* What you will do
Repeat each line exactly, leaving nothing out.

* Extracted entries
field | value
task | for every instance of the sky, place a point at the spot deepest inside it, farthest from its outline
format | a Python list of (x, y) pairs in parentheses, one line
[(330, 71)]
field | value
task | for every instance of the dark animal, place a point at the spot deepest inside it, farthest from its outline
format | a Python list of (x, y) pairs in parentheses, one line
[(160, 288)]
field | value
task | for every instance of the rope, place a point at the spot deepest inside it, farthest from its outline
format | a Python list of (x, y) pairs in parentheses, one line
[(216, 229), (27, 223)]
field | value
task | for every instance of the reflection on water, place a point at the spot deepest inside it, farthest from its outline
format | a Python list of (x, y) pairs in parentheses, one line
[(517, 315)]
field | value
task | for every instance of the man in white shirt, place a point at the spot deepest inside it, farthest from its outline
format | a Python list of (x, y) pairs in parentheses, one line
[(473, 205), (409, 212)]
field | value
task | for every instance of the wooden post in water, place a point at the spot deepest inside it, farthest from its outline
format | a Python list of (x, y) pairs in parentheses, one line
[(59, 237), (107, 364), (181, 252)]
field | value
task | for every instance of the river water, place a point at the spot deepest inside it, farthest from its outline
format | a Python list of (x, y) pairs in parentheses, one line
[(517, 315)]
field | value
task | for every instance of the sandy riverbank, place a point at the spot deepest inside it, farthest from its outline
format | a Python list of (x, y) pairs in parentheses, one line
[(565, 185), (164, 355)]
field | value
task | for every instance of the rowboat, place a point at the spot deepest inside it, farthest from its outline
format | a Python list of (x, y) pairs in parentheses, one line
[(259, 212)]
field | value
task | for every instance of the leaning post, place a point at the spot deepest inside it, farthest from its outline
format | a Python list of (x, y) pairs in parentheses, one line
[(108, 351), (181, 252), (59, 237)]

* Exercise response
field | value
task | for every instance of the sky, place a point at the spot deepest inside it, farthest from its outline
format | a Python list of (x, y) pairs in parentheses, one line
[(330, 71)]
field | value
task | for every instance of the dark animal, place a point at the spot deepest inside it, farthest from its outline
format | a Python list of (x, y) pairs in parentheses, one line
[(160, 288)]
field | value
task | for every instance of the rope, place a point at the spot deepest inside it, farthest from its outline
format | a Python list of (x, y) pairs in parentheses, one line
[(216, 229), (27, 223)]
field | value
task | for every instance of the reflection on water, place a point at the spot deepest inside it, farthest from its outline
format | a Python list of (x, y) pairs in parentheses, one line
[(517, 315)]
field | value
task | for every instance of the man in white shirt, place a point at the spot deepest inside it, farthest from its outline
format | a Python list of (x, y) pairs in parentheses, one line
[(473, 205), (409, 212)]
field | value
task | for every instance of the wooden post in water, place a point at the spot deepest inside it, farthest from its outline
format | a Python list of (x, y) pairs in parentheses, one line
[(59, 237), (107, 364), (181, 252)]
field | value
task | for every instance of the river water, place a point at the spot deepest inside it, farthest from its outline
format | a Python list of (x, y) pairs in parentheses, one line
[(517, 315)]
field | value
task | for every instance of the sandy riverbank, place a point at the spot deepest inside it, farthest from its outline
format | a Python list of (x, y) pairs in parentheses, one line
[(565, 185), (164, 355)]
field | value
task | for every instance of the rowboat, place a point at the spot deepest inside it, farthest from its outline
format | a Python list of (x, y) pairs in parentheses, one line
[(259, 212)]
field | value
task | for every instance of the leaning post, place a point at the spot deepest inside it, farthest from its outline
format | a Python list of (x, y) pairs in parentheses, one line
[(108, 351), (181, 252), (59, 237)]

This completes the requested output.